Report every line in the listing below that contains the string "shirt", copying each such line in full.
** START OF DATA ENTRIES **
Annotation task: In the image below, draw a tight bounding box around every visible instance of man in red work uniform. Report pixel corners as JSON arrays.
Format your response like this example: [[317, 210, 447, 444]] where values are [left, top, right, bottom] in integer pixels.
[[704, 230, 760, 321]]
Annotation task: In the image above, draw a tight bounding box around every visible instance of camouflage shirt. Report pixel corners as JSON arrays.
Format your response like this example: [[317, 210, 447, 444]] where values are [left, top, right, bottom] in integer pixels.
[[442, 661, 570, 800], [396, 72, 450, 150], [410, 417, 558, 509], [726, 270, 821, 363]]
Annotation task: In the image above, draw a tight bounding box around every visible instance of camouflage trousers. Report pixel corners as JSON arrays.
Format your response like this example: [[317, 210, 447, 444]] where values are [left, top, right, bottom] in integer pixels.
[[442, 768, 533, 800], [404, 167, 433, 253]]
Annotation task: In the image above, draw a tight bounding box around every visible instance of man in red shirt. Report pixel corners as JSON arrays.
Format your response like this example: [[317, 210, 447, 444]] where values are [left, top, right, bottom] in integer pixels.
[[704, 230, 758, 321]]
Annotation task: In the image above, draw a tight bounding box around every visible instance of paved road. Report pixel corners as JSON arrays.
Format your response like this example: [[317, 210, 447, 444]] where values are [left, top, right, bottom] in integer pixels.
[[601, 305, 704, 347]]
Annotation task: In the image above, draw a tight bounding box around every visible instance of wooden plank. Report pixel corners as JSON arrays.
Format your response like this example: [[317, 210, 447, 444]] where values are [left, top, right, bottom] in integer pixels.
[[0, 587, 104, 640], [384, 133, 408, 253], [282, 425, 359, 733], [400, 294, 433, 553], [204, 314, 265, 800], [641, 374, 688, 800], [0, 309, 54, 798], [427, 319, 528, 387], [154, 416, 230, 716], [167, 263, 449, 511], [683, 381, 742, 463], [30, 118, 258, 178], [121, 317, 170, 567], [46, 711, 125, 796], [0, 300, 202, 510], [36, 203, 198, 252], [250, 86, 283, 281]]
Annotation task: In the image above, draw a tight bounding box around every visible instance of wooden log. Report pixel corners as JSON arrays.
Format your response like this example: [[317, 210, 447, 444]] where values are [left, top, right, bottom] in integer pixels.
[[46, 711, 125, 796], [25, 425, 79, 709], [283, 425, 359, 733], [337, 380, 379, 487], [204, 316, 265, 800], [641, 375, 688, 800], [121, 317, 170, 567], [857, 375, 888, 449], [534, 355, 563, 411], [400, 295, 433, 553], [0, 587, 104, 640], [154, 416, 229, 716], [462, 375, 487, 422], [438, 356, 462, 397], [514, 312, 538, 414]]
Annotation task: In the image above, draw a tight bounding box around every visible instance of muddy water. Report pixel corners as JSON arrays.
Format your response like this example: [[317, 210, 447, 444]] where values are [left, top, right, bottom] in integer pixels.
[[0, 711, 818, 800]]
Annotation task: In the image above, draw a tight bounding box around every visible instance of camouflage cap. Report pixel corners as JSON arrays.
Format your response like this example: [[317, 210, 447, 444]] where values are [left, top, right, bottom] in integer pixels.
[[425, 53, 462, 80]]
** END OF DATA ENTRIES **
__FULL SOLUTION__
Annotation task: In the image above, draw a tight bounding box around every visible instance of camouflage shirt. Report pixel corners as JSON arrays.
Annotation task: In the image above, draw a tight bounding box around every visible instance of man in red shirt. Report pixel corners as JSON arrays.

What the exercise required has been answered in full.